═════ Given data ═════

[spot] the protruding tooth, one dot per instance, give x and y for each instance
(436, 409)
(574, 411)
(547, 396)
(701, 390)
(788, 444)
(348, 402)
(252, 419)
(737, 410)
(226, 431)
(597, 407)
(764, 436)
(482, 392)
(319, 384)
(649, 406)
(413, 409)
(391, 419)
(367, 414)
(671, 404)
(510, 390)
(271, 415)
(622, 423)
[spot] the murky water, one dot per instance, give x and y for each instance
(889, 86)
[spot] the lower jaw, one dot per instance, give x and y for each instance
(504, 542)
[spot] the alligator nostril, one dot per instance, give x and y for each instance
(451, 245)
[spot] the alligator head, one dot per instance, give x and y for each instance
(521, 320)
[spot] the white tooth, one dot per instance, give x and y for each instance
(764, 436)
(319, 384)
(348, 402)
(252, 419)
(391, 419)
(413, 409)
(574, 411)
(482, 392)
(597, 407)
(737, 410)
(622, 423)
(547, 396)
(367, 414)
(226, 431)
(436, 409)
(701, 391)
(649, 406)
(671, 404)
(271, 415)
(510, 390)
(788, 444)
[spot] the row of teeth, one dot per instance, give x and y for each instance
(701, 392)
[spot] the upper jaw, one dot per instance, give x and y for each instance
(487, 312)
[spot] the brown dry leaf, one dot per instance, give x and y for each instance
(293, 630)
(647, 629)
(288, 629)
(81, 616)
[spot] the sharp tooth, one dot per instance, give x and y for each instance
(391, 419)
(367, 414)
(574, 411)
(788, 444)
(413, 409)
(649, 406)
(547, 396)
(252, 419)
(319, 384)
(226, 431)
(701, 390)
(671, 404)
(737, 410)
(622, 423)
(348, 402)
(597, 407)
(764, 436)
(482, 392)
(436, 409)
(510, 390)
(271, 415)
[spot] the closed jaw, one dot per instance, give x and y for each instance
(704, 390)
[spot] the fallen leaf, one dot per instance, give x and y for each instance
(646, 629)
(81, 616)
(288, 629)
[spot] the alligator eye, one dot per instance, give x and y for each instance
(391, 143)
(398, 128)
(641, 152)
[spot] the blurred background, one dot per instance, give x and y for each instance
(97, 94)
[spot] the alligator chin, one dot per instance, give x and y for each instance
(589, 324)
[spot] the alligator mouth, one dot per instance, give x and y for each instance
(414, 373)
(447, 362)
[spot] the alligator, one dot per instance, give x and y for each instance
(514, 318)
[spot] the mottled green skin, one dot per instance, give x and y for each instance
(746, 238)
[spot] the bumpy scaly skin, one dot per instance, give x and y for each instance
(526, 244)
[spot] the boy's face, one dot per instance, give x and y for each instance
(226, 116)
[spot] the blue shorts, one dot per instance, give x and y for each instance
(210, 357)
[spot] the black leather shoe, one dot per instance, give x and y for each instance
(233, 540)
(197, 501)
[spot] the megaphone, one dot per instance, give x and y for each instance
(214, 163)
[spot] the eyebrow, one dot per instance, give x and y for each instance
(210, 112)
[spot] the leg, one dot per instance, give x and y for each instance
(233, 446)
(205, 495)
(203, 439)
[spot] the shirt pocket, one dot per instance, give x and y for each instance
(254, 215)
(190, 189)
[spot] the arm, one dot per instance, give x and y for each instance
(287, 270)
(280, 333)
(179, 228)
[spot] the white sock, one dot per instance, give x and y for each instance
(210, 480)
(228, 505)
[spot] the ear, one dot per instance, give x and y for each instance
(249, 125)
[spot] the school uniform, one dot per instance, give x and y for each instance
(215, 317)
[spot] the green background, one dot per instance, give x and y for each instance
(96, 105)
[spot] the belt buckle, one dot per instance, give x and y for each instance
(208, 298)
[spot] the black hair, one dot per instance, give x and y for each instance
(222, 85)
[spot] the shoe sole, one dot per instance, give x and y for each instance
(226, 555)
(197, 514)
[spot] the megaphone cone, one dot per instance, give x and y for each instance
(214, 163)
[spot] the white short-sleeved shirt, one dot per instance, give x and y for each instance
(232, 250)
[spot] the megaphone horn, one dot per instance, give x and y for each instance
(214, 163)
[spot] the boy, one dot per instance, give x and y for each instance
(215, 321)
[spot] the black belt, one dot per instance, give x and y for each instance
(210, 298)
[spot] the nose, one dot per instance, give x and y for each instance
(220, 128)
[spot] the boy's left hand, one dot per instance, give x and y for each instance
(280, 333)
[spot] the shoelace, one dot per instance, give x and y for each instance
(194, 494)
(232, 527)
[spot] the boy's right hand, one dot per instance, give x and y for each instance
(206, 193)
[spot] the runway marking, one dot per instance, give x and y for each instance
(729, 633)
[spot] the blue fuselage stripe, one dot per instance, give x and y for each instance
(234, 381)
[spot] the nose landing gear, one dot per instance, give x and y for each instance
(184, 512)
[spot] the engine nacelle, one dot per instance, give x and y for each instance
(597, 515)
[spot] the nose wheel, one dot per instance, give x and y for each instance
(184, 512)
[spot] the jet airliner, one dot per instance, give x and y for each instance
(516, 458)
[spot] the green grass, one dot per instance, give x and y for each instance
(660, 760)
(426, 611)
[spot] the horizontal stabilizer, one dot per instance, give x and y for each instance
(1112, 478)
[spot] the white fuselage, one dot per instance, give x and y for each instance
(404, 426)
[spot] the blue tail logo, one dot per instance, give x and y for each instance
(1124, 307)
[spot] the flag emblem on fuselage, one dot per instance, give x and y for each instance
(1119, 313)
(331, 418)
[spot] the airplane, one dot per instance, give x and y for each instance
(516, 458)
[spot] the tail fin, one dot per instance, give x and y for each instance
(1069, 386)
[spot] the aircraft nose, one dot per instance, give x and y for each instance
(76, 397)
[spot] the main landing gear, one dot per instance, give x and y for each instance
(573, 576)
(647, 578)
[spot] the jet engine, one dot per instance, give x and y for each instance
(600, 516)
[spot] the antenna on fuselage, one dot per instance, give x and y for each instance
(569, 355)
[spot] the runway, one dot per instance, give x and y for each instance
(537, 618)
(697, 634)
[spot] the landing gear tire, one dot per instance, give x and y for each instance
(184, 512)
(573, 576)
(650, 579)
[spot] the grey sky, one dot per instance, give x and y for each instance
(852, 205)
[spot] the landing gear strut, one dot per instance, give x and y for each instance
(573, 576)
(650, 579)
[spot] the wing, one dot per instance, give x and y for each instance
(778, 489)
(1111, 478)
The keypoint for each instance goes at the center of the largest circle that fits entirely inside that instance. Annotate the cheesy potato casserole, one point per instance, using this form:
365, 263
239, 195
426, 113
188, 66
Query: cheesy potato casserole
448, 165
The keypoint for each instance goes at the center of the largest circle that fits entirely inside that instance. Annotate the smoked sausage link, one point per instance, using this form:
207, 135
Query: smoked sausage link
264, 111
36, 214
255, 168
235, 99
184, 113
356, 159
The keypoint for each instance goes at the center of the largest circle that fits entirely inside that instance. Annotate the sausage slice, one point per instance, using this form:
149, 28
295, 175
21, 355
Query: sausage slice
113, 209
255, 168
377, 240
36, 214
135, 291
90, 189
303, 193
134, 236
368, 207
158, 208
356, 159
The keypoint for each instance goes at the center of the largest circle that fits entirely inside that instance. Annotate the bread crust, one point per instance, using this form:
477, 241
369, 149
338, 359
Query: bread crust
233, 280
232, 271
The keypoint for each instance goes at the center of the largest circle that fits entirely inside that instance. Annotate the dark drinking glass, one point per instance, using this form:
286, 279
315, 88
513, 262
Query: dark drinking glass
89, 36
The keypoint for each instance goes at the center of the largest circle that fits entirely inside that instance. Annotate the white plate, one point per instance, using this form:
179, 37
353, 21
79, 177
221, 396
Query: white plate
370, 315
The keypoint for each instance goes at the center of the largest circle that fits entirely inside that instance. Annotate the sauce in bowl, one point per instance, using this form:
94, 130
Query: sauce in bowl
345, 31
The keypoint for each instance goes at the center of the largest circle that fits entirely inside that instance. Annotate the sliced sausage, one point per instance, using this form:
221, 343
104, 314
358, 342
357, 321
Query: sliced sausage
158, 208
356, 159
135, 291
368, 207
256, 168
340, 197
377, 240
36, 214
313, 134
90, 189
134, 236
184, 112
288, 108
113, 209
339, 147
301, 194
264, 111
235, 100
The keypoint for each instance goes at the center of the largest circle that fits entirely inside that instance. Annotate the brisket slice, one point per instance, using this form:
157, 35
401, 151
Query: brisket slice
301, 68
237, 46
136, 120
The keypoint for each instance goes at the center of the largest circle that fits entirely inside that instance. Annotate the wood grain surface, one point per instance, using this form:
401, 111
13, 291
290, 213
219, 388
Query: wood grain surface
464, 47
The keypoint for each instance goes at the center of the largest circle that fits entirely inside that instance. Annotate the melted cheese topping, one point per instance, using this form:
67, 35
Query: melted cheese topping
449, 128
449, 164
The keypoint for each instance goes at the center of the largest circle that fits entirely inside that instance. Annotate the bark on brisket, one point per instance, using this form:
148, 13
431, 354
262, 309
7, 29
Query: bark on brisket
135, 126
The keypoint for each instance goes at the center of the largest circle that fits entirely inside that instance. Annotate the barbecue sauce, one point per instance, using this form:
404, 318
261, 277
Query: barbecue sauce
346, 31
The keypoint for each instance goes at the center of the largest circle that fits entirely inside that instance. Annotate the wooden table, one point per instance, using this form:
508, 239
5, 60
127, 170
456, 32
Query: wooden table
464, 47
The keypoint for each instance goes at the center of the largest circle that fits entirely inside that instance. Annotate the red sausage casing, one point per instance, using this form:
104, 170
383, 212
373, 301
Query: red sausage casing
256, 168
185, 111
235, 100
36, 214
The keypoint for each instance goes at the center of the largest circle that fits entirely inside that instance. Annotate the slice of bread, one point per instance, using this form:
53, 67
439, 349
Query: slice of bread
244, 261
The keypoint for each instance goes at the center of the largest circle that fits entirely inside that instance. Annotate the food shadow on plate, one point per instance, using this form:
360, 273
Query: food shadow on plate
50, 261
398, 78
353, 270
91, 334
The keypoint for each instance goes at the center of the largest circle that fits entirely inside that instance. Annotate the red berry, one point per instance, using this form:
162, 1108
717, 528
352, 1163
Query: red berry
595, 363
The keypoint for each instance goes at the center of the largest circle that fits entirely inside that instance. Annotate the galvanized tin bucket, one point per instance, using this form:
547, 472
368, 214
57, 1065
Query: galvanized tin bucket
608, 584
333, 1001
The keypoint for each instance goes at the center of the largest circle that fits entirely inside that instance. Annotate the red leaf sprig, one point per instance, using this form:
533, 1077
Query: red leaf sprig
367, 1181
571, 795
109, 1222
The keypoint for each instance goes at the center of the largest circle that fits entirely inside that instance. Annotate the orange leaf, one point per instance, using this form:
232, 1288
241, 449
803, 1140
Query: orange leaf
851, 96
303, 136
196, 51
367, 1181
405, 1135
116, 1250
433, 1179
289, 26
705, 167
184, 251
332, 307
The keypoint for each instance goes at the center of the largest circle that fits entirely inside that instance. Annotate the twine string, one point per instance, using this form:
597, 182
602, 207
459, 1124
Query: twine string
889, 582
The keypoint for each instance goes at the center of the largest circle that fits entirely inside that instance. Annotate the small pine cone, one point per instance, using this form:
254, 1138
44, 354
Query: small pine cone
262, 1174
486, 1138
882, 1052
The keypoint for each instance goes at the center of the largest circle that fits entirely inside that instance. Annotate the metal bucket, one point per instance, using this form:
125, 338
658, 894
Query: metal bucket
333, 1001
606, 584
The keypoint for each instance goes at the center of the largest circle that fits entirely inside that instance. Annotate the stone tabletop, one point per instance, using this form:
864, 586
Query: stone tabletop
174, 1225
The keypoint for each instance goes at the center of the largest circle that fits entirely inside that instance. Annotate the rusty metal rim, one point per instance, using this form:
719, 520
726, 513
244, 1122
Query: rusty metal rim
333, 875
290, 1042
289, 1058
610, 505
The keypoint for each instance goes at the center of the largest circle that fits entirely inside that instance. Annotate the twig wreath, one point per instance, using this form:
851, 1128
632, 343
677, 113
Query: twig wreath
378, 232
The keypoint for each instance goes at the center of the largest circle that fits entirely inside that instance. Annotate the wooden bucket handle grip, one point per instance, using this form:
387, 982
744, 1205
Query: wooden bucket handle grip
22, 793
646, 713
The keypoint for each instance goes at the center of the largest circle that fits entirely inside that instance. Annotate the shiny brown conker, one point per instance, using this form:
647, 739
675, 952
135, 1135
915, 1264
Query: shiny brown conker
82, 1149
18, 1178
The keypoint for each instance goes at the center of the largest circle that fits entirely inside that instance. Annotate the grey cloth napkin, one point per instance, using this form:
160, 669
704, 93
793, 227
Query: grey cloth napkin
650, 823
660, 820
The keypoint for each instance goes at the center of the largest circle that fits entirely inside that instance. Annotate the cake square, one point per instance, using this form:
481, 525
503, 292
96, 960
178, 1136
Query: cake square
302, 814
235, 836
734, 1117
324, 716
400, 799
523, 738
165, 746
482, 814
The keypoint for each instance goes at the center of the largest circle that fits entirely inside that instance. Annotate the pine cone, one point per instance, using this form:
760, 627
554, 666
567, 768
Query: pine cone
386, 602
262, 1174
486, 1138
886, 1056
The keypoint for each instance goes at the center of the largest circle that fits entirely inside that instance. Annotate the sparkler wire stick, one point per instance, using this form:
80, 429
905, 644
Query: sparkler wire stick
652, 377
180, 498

═════

→ **Exercise task**
Retype only the lines running from the line with "Annotate the grey" to the end of the listing, including both of those lines.

→ **Task response**
The keypoint for each instance goes at the center of the largest circle that fits entirely inside that instance. Annotate the grey cloth napkin, one point per instance, using this form:
160, 669
704, 93
793, 227
Query: grey cloth napkin
650, 823
660, 820
The keypoint for each instance goes at the center of the largest circle that fits entirely inside that instance. Annotate the cake square, one point per instance, using this form:
481, 525
503, 292
96, 960
178, 1136
Query: cake square
302, 814
235, 836
734, 1117
324, 716
400, 799
523, 738
165, 746
482, 814
The keypoint for each instance goes at the center of the largest circle that fits entirely inside that instance. Annotate the pine cone, one point per instance, using this form:
760, 627
554, 666
567, 768
Query: pine cone
386, 602
262, 1174
486, 1138
886, 1056
The keypoint for each instance goes at the center of the largest circle that fits entirely inside that instance. Annotate the sparkler wire stick, one point per instance, using this form:
80, 429
905, 644
Query: sparkler wire stick
652, 377
180, 498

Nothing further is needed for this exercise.